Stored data

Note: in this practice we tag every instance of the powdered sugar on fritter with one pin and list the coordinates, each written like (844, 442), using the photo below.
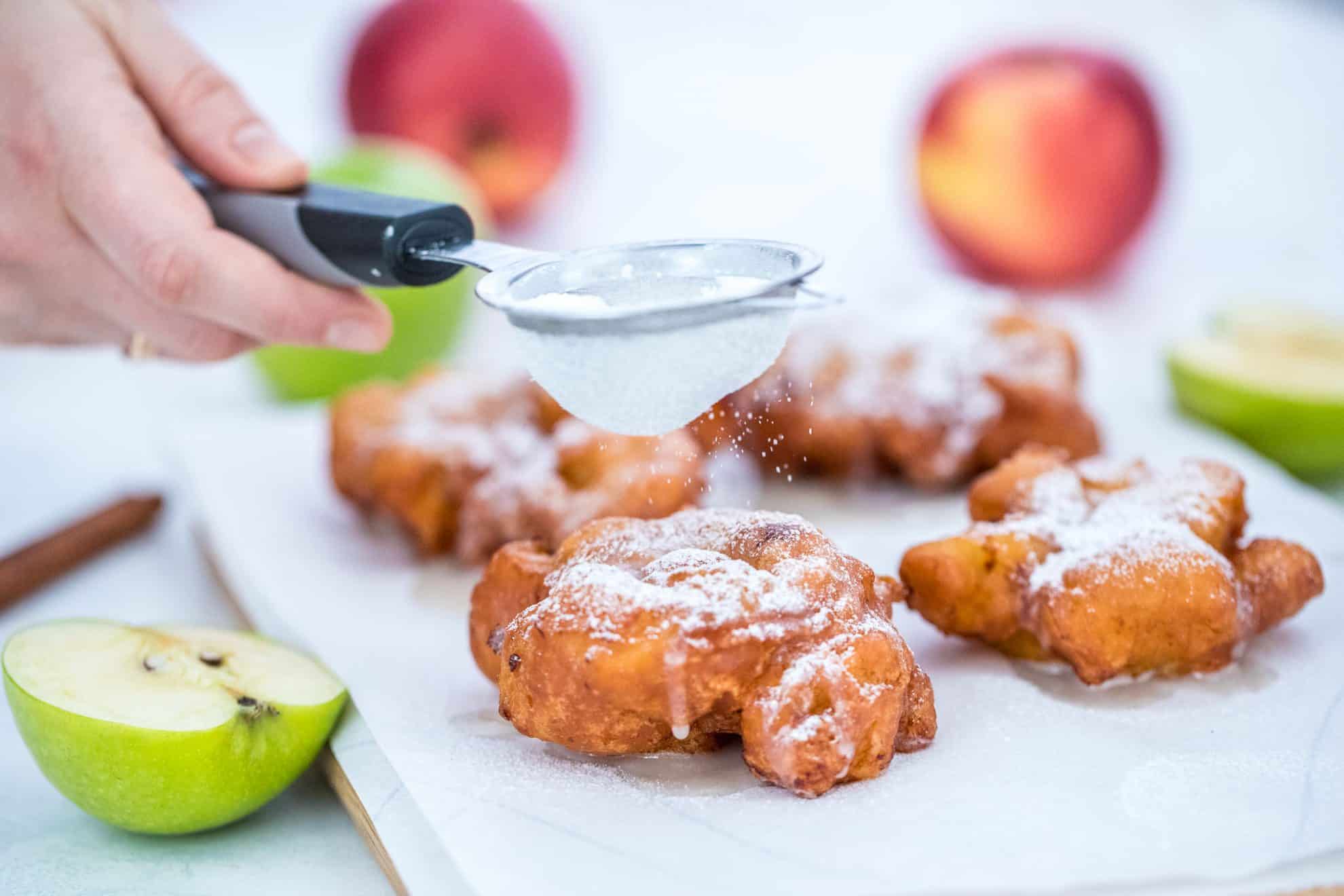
(1145, 523)
(928, 366)
(647, 573)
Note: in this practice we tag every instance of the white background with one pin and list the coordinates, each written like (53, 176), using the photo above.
(784, 120)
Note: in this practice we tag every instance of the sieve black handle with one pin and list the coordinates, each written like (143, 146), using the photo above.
(337, 236)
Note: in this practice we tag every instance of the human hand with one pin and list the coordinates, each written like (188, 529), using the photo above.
(100, 234)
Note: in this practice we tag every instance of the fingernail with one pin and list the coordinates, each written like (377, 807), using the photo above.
(355, 336)
(257, 143)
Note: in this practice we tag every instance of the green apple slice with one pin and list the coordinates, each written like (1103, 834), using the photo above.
(1275, 379)
(170, 730)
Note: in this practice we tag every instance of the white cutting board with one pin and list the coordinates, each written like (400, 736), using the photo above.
(1032, 782)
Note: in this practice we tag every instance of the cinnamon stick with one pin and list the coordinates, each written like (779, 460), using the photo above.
(35, 565)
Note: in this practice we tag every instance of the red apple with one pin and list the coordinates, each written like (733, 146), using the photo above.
(480, 81)
(1038, 164)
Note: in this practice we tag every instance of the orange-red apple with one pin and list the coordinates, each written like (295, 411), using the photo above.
(1038, 164)
(480, 81)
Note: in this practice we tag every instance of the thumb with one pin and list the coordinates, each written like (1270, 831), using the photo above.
(201, 109)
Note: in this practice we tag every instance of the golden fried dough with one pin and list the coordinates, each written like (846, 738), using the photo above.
(1116, 569)
(467, 464)
(935, 403)
(640, 636)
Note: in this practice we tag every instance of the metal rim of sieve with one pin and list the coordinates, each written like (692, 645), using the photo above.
(783, 293)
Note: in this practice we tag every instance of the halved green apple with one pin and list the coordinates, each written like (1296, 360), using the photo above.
(1275, 378)
(170, 730)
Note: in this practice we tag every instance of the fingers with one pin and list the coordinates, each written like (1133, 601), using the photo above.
(203, 113)
(85, 300)
(155, 230)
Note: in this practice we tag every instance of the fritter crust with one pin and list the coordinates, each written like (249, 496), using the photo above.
(670, 635)
(1115, 569)
(467, 464)
(935, 407)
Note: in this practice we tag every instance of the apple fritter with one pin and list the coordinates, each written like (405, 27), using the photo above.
(467, 464)
(1116, 569)
(935, 400)
(641, 636)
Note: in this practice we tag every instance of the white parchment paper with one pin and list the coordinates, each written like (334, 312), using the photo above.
(1032, 781)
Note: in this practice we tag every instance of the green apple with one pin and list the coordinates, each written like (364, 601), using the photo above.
(1273, 378)
(425, 320)
(167, 731)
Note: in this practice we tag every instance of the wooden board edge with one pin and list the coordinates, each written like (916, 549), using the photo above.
(327, 761)
(359, 816)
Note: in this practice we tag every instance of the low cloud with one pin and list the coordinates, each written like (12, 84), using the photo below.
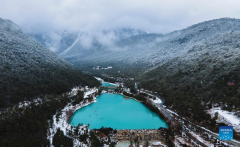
(156, 16)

● Task directions:
Recast the lines of the material above as a numbered list, starting at the line with "Note: in this practice we tag every instance of the apple" and ending at the line with "(1032, 781)", both included, and omit any blank lines.

● The answer:
1. Note: in this practice we tag every instance of the apple fritter with one pin and list the coordinates, each written like (405, 27), using the photo above.
2. (467, 464)
3. (1116, 569)
4. (935, 400)
5. (641, 636)
6. Note: in this practice we tag every instance of the white parchment paper with one pin and list the coordinates, each written like (334, 312), using the photo above.
7. (1032, 781)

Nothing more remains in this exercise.